Fragmento del texto:
9.10.20

El Nobel de Glück


Hace unos días terminaba de leer el último libro de Louise Glück publicado en España, por Pre-Textos y en traducción de Adalber Salas Hernández: Una vida de pueblo. Pensaba escribir una reseña sobre esa emocionante lectura. Es, con "El iris salvaje", el libro de Glück que quizá más me ha gustado. Me he alegrado mucho por su Nobel. 
Este es el artículo de urgencia que me publica El Cultural sobre la poeta norteamericana.

LA ELEGANCIA DE LOUISE GLÜCK

Cuando no pocos lectores de poesía esperaban el Nobel para Anne Carson (o para Simic o Zagajewski, eternos aspirantes), el de este año turbulento ha ido a parar a la norteamericana Louise Glück, “por su inconfundible voz poética que con austera belleza universaliza la existencia individual”, precisa la Academia Sueca. Desde que lo ganara Szymborska en 1996, ninguna poeta lo había logrado.

Información proporcionada:
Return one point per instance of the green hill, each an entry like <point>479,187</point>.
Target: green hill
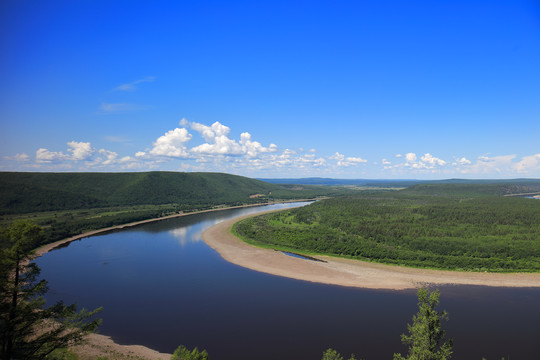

Tareas propuestas:
(1) Duplica literalmente, en el texto sobre el Nobel de Glück, todo lo que va desde "Hace unos días" hasta "la poeta norteamericana.".
(2) Según el texto sobre el Nobel de Glück, ¿quién fue la última poeta en ganar el Nobel antes que Louise Glück, y en qué año?
(3) Reanuda el texto sobre el Nobel de Glück a partir de su última oración.
Las líneas no son necesarias para este ejercicio.

Resultados del ejercicio:
(1)
Hace unos días terminaba de leer el último libro de Louise Glück publicado en España, por Pre-Textos y en traducción de Adalber Salas Hernández: Una vida de pueblo. Pensaba escribir una reseña sobre esa emocionante lectura. Es, con "El iris salvaje", el libro de Glück que quizá más me ha gustado. Me he alegrado mucho por su Nobel. 
Este es el artículo de urgencia que me publica El Cultural sobre la poeta norteamericana.

(2) Szymborska, en 1996.

(3)
El día 3 de junio de 2006 uno anotaba en el blog: «Mi último descubrimiento se llama Louise Glück (Nueva York, 1943). Su editor, Manuel Borrás, me recomendó hace unos días que leyera El iris salvaje (premio Pulitzer en 1993). Da gusto volver a encontrarse cara a cara con el milagro de la Poesía; sí, con mayúsculas». En efecto, a la ejemplar editorial valenciana le debemos los españoles el conocimiento de la poesía de Glück. Sucesivamente, han ido viendo la luz, además del mencionado, los libros: Ararat, Las siete edades, Averno, Vita nova, Praderas y Una vida de pueblo. Traducidos por solventes poetas: Abraham Gragera, Ruth Miguel Franco, Eduardo Chirinos, Mariano Peyrou, Mirta Rosenberg, Andrés Catalán y Adalber Salas.
Califiqué una vez sus poemas como «sutiles, elegantes, inteligentes, ligeros (por lo que parecen frágiles), magníficamente construidos, clásicos (y no sólo por la frecuente aparición del mito) y modernos a la vez, privados pero habitables que, tal vez por eso, dejan en silencio a este lector, perplejo ante tan sabia como sencilla verdad; ante la asombrosa presencia de un mundo donde el matizado brillo de la luz importa tanto como la equilibrada oscuridad de la sombra».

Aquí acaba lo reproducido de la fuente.